Required work
Below are some records. Return exactly the lines from the one with "pixel 103 157" to the one with "pixel 431 91", and nothing else.

Source records
-------

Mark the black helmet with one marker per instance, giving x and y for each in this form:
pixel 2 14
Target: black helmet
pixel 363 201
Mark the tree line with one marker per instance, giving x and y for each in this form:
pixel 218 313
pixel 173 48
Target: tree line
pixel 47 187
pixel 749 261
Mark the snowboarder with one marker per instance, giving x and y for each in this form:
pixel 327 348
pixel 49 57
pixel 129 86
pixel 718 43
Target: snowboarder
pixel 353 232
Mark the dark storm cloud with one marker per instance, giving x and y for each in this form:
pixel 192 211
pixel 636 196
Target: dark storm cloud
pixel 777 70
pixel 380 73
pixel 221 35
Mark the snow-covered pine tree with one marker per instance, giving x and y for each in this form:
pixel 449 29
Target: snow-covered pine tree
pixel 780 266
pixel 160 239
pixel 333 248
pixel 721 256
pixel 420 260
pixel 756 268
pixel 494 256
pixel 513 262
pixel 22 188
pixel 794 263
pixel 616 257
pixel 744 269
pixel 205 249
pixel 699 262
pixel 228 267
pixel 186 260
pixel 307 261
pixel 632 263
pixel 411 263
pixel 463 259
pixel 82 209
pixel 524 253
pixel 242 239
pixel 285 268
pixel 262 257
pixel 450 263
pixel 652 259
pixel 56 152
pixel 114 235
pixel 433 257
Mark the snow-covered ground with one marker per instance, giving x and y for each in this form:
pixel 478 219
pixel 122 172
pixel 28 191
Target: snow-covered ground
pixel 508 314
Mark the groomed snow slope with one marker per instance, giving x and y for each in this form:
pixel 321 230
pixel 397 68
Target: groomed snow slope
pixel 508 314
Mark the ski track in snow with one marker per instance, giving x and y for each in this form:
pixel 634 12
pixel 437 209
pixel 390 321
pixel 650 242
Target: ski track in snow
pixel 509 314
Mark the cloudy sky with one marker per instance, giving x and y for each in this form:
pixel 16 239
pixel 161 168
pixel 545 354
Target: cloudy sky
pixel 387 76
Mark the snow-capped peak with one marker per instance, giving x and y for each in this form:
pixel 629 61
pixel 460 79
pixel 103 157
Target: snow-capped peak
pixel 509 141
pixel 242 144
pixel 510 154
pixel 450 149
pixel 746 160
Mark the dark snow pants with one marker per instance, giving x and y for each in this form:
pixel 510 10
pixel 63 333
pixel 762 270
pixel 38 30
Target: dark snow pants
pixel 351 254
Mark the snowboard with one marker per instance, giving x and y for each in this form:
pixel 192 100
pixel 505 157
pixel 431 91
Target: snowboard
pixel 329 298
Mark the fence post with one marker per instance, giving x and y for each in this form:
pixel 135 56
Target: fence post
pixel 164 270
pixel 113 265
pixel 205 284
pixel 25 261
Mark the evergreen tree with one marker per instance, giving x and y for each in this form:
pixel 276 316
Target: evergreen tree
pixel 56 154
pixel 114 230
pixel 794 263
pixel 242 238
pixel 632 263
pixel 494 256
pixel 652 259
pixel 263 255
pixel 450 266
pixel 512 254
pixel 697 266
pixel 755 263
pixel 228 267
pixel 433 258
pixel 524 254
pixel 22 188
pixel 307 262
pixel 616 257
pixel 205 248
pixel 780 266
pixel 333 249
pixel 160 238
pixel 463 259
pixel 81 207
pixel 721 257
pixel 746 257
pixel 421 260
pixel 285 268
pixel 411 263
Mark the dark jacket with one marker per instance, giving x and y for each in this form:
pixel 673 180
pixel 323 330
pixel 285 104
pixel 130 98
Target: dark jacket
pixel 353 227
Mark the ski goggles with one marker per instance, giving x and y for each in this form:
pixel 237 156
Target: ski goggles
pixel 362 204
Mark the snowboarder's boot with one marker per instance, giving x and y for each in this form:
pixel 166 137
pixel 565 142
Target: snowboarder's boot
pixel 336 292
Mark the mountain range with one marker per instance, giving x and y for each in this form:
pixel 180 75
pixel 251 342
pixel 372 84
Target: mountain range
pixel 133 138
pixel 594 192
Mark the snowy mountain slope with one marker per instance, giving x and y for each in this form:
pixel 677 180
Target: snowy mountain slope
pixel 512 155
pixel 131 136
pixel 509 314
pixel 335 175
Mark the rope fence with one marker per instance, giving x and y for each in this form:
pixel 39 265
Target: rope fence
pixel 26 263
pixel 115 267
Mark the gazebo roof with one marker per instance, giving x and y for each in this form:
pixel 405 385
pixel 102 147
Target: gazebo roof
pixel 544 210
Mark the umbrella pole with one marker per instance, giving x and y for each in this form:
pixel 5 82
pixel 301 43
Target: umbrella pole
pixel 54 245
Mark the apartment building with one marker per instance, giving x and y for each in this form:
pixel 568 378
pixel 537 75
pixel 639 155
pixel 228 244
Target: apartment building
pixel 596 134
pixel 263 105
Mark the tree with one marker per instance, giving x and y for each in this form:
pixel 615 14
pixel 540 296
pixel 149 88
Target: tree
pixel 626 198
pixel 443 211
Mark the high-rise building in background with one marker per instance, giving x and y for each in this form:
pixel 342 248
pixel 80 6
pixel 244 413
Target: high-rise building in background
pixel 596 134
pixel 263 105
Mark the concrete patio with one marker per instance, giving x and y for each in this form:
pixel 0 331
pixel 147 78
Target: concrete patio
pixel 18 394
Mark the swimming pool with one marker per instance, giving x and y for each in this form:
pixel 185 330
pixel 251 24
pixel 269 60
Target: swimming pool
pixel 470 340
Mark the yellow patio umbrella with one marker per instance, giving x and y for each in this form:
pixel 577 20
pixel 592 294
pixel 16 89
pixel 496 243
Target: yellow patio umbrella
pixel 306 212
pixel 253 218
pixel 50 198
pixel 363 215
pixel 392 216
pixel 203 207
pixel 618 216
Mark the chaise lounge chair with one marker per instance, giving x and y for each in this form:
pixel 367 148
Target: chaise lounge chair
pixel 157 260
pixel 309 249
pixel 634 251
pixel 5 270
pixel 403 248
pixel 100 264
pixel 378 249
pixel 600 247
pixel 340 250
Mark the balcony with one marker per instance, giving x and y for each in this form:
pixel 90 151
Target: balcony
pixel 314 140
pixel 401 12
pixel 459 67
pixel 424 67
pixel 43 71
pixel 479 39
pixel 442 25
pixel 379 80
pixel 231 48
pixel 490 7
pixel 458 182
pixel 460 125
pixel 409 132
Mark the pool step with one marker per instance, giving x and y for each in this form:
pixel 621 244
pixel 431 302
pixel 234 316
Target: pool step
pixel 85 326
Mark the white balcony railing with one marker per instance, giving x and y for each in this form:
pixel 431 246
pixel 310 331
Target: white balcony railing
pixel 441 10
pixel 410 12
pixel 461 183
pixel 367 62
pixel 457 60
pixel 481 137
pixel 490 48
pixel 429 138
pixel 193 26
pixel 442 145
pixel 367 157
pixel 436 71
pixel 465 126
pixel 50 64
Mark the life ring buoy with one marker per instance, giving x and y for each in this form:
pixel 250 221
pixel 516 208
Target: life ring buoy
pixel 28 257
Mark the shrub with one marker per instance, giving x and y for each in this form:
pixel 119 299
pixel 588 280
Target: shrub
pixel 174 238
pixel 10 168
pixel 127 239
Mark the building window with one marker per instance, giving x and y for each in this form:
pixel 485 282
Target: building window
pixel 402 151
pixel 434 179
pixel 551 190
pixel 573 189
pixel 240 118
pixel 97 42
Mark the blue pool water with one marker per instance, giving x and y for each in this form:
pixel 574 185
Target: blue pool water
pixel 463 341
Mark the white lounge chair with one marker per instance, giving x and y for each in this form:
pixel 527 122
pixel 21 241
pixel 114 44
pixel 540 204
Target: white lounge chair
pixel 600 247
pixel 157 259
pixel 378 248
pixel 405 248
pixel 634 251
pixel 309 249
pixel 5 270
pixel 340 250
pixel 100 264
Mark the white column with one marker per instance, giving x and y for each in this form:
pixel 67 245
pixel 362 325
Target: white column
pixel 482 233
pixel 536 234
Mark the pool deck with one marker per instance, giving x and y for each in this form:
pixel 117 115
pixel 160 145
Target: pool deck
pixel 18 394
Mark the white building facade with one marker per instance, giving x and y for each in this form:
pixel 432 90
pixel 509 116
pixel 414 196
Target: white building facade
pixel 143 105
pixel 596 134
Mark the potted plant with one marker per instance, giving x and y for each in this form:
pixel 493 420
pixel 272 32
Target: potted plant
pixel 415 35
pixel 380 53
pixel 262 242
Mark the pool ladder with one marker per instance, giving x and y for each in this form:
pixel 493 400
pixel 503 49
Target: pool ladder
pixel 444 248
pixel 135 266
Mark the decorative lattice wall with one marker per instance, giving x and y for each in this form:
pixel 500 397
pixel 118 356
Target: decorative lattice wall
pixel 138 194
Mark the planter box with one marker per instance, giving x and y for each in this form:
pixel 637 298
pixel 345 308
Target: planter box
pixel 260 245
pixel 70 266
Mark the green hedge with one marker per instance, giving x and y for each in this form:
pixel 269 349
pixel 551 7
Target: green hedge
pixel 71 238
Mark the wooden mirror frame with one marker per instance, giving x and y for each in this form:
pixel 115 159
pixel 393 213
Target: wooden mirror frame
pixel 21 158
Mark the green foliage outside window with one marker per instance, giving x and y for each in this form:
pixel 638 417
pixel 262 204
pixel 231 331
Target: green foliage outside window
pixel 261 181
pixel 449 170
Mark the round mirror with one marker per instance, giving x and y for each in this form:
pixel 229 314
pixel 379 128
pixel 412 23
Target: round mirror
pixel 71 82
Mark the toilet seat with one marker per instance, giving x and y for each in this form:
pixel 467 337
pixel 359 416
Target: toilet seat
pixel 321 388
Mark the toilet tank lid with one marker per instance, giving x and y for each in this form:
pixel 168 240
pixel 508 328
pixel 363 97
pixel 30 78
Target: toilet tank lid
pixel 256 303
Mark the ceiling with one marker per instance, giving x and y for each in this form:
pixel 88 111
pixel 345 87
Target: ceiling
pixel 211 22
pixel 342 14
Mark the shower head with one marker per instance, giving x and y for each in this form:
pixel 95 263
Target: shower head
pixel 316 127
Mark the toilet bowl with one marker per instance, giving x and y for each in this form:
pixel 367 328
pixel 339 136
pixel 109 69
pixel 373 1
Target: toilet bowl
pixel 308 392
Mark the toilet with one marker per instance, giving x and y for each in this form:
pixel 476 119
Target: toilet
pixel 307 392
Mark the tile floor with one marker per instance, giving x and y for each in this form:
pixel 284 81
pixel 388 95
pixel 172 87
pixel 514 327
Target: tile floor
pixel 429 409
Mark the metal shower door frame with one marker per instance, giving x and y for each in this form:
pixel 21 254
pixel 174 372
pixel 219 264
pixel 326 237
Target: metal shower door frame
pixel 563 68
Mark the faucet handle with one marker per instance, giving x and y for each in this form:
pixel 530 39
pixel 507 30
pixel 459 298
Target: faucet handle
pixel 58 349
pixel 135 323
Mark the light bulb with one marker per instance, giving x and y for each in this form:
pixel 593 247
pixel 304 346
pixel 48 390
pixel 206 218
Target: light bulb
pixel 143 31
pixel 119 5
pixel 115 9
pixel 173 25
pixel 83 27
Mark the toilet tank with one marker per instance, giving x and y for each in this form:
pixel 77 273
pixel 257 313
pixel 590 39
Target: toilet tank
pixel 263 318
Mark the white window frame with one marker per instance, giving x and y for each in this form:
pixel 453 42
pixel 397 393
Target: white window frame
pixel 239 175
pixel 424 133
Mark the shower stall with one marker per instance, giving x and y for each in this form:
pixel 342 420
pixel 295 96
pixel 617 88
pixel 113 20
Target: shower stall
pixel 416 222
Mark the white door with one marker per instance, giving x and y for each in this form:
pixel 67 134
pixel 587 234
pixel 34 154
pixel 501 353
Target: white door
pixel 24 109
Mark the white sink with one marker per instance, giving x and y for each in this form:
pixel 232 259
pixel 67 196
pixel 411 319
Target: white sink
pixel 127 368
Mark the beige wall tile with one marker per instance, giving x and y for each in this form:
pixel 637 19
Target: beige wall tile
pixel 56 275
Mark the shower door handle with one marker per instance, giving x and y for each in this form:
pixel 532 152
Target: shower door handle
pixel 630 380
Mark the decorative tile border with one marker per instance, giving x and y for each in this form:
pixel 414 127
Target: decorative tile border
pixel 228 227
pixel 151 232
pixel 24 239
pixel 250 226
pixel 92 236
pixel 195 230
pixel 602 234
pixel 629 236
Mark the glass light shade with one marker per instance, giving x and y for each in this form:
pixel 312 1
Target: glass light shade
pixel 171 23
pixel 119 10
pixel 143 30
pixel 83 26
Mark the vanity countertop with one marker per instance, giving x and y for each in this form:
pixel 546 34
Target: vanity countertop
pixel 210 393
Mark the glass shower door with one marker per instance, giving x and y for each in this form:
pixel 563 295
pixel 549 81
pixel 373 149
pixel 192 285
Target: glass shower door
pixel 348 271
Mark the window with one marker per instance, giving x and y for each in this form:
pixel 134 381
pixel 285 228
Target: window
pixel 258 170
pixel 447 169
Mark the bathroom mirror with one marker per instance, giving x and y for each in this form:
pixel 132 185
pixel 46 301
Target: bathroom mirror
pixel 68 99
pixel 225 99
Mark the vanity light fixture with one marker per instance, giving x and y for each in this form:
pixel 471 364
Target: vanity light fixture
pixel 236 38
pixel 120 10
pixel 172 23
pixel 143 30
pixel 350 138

-------

Result
pixel 103 157
Target: snow-capped peak
pixel 509 141
pixel 242 144
pixel 510 154
pixel 450 149
pixel 746 160
Mark the dark snow pants with one marker per instance, giving x and y for each in this form:
pixel 510 10
pixel 63 333
pixel 762 270
pixel 38 30
Target: dark snow pants
pixel 351 254
Mark the snowboard with one marker per instance, giving x and y for each in this form:
pixel 192 100
pixel 505 157
pixel 431 91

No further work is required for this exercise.